→ PROBLEM TO SOLVE
Could you repeat, word for word, only the lines from the one containing "Category: conifer tree" through the final line of the records below?

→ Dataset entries
= Beginning of Section =

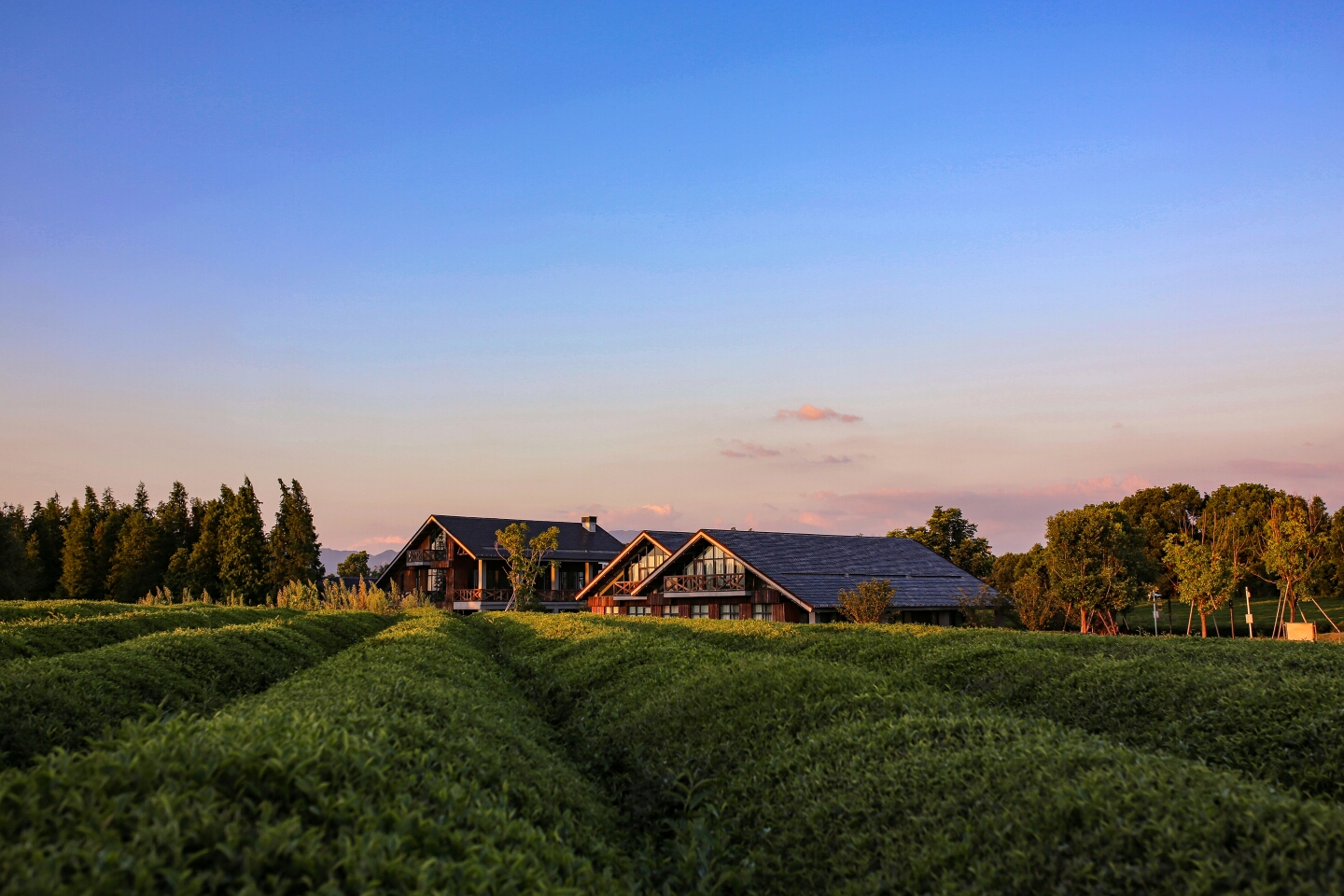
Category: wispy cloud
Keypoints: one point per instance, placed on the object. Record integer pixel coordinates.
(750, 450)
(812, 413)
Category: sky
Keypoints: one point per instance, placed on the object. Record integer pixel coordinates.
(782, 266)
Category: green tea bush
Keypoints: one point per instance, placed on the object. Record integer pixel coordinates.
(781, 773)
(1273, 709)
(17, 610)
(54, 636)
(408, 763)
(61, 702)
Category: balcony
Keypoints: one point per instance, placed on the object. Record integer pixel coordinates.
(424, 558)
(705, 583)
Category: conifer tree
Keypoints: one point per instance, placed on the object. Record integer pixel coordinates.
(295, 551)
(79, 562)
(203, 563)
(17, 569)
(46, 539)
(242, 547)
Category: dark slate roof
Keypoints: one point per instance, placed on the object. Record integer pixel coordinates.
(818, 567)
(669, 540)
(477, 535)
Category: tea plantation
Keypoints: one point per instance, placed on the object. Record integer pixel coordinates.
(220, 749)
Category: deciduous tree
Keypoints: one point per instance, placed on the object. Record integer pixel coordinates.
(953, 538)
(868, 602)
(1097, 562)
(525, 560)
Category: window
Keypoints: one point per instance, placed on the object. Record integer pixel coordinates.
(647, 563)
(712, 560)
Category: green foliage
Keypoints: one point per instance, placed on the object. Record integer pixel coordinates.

= End of Section =

→ ANSWER TO THIS PROBLEM
Category: conifer tree
Keypoints: one point per instance, placed on the object. Record integer pixel coordinates.
(295, 551)
(79, 562)
(203, 563)
(17, 569)
(46, 539)
(242, 547)
Category: dark slate roof
Keypoints: one point per instance, placed on the object. Record integer pixel coordinates.
(818, 567)
(669, 540)
(477, 535)
Category: tea plantation
Keypoints: one point per instance, placed on the object. Record integer pixel coordinates.
(220, 749)
Category: deciduous tree
Keypoints: one point per instance, placed on the object. Record integer pixel coordinates.
(953, 538)
(868, 602)
(1097, 562)
(525, 560)
Category: window
Keypoints: one point per instance, placed on the object. Record integer pixel coordinates.
(647, 563)
(712, 560)
Category: green foliage
Keypoints: one point per instance, placed on the object. Record integer pixel coordinates.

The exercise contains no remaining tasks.